→ EXERCISE AIM: Would you please restate all of the data exactly?

═══ RECORDS FOR THE TASK

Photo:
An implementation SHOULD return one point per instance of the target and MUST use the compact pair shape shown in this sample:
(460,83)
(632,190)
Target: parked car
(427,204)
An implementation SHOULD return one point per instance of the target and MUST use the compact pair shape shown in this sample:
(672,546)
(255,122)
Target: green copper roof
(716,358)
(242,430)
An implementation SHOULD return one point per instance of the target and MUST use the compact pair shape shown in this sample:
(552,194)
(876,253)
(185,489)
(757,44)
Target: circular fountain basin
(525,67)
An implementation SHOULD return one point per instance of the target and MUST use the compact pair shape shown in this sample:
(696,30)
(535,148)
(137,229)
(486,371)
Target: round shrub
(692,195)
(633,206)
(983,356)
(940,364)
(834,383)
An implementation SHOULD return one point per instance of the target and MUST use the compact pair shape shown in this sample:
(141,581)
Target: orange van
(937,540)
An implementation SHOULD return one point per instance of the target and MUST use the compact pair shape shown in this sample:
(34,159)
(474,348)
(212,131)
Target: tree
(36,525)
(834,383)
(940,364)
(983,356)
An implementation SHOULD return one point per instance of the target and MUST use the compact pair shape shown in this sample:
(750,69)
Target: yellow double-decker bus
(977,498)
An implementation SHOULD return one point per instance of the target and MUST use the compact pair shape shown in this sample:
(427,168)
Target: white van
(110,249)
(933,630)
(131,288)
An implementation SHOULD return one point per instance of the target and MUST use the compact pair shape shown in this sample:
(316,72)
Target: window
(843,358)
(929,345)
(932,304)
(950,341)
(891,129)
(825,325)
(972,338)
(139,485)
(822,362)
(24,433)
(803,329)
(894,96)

══════

→ SOLUTION TO THIS EXERCISE:
Photo:
An implementation SHOULD return one point per instance of the target and MUST use the compact pair shape shown in this sample:
(460,83)
(632,190)
Target: parked car
(427,204)
An implementation SHOULD return one point per instance of the target and MUST use the compact pair shape shown in this sample:
(672,546)
(255,122)
Target: green copper roof
(716,358)
(242,430)
An implementation SHOULD return one point per instance of the target and MUST use the compact pair shape shown in this sample:
(552,194)
(876,253)
(185,489)
(757,44)
Target: circular fountain basin
(525,67)
An implementation SHOULD return one point per instance of the target and MUST use the compact pair shape shown in this sample:
(696,30)
(535,148)
(137,229)
(486,371)
Target: round shrub
(692,195)
(633,206)
(983,356)
(940,364)
(834,383)
An implementation SHOULD return one point per instance of the target and MUST use the compact pair shape shown in this sample:
(141,581)
Target: orange van
(937,540)
An implementation SHOULD return one point per instance of the target and MUST use the compact pair shape shown in this sample:
(34,159)
(474,348)
(212,131)
Target: tree
(36,525)
(834,383)
(940,364)
(983,356)
An implementation SHOULD return one point per instance of the target and MUST use the compact pair shape shown in this sample:
(750,69)
Target: yellow double-decker bus
(977,498)
An implementation SHOULD return one point per instance of the target and MUST use the compact pair shape shown in this sample:
(427,168)
Target: white van
(110,249)
(933,630)
(131,288)
An implementation SHOULD return one point per instance of the target and MUST use the compact pair shape shown in this sample:
(316,72)
Target: window
(843,358)
(929,345)
(932,304)
(950,341)
(891,129)
(825,325)
(972,338)
(139,485)
(822,362)
(24,433)
(803,329)
(894,96)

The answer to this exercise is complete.